Record excerpts:
'''

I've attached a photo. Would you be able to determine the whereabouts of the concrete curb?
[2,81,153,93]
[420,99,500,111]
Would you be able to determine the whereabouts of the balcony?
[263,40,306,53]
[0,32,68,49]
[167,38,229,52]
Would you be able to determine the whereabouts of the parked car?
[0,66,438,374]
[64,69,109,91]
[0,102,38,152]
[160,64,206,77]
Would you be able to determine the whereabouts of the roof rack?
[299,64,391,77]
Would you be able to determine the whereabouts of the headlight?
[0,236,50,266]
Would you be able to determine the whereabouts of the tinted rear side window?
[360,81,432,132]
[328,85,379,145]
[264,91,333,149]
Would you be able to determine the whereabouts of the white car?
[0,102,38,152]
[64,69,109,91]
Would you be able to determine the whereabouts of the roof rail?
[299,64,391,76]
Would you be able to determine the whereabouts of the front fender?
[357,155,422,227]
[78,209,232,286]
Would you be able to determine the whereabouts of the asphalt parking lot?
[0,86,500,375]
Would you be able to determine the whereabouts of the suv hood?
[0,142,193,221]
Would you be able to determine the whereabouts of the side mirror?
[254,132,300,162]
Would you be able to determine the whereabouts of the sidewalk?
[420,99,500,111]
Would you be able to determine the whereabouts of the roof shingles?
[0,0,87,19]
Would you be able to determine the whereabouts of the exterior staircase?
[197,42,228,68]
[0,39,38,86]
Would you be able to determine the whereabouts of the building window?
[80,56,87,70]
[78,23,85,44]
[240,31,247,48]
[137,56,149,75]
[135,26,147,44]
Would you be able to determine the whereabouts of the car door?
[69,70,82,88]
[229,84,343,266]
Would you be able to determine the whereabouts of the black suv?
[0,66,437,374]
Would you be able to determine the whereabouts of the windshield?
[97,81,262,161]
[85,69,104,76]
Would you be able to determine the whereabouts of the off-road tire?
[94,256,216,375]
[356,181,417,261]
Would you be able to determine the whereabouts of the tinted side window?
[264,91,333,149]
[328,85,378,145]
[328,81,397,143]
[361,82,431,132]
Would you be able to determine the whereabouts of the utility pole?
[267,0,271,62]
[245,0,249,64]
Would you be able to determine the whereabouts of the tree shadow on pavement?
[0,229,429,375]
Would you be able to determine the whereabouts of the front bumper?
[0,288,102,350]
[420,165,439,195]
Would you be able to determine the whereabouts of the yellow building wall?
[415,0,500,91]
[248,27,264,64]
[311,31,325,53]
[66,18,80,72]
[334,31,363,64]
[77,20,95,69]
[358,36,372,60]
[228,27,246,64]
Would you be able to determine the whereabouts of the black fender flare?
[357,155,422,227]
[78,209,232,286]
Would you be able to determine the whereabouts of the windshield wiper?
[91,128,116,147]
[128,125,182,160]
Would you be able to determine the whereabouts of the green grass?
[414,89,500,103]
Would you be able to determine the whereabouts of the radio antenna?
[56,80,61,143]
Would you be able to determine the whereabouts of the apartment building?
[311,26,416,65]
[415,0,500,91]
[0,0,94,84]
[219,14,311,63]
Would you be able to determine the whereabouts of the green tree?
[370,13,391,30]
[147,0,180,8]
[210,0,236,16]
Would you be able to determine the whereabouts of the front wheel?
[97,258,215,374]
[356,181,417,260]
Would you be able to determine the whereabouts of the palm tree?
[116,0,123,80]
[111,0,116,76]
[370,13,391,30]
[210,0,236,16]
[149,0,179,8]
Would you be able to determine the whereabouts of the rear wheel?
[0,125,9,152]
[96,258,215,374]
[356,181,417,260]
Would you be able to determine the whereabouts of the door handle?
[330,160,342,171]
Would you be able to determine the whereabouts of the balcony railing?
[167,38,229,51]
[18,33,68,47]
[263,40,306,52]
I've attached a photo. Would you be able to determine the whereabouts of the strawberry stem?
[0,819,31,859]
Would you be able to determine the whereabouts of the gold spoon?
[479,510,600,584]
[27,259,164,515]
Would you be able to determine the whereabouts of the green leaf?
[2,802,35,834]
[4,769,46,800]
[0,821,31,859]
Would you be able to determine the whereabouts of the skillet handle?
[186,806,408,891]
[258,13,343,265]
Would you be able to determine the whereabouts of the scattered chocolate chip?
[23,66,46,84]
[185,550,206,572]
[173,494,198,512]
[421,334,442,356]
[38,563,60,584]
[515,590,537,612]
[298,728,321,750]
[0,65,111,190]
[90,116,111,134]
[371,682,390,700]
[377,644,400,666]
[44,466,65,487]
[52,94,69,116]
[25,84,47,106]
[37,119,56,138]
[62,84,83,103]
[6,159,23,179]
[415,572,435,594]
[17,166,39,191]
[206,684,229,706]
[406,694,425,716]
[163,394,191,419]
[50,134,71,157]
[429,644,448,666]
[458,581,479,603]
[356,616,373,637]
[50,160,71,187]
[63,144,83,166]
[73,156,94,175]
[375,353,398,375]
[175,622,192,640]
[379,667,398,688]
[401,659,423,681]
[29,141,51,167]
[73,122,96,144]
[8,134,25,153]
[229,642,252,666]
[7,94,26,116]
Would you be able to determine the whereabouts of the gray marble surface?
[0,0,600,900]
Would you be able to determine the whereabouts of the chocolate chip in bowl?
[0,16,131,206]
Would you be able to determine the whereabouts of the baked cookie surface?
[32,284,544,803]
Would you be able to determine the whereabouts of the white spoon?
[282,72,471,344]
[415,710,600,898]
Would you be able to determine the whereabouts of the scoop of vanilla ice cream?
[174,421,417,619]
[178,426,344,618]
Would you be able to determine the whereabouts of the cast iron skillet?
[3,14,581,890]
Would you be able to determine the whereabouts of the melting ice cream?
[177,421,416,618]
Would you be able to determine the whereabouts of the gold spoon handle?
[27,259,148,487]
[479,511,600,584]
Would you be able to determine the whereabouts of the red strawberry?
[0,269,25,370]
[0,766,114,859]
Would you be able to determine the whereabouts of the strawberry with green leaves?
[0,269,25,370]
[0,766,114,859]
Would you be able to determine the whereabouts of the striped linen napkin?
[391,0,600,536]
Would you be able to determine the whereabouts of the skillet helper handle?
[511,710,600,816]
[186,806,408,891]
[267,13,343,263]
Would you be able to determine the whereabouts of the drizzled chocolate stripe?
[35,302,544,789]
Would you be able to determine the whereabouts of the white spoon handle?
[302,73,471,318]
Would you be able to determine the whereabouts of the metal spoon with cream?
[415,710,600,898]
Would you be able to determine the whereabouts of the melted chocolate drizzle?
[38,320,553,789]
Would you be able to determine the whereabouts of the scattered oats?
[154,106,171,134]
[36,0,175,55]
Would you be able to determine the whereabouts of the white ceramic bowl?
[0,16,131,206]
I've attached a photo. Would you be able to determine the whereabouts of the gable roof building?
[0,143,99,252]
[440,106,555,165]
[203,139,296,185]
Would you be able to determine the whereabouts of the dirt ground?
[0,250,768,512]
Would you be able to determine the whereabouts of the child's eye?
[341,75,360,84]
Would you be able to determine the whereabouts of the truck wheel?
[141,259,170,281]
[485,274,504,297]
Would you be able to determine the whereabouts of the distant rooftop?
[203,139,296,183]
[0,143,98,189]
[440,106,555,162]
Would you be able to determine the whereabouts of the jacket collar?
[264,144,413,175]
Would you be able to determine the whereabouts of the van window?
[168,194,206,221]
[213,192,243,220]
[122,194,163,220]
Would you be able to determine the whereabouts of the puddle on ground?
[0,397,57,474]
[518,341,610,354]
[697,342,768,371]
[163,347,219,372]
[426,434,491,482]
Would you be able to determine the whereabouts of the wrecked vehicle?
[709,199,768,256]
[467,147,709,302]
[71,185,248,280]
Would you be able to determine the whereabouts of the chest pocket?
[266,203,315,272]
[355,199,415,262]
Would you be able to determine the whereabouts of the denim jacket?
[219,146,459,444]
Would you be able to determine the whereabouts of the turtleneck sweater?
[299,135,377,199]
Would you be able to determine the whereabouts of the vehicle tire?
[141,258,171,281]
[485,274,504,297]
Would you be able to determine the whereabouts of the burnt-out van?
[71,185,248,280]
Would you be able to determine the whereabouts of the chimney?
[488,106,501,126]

'''

Required task:
Rewrite the part of the data that opens with the line containing "the windshield wiper?" and closes with the line containing "[56,80,61,143]", putting "car antenna" in place of "radio antenna" and leaving everything else unchanged.

Exercise result:
Would you be able to determine the whereabouts of the windshield wiper?
[91,128,116,147]
[128,125,182,160]
Would you be able to determine the whereabouts of the green grass?
[414,89,500,103]
Would you be able to determine the whereabouts of the car antenna?
[56,80,61,143]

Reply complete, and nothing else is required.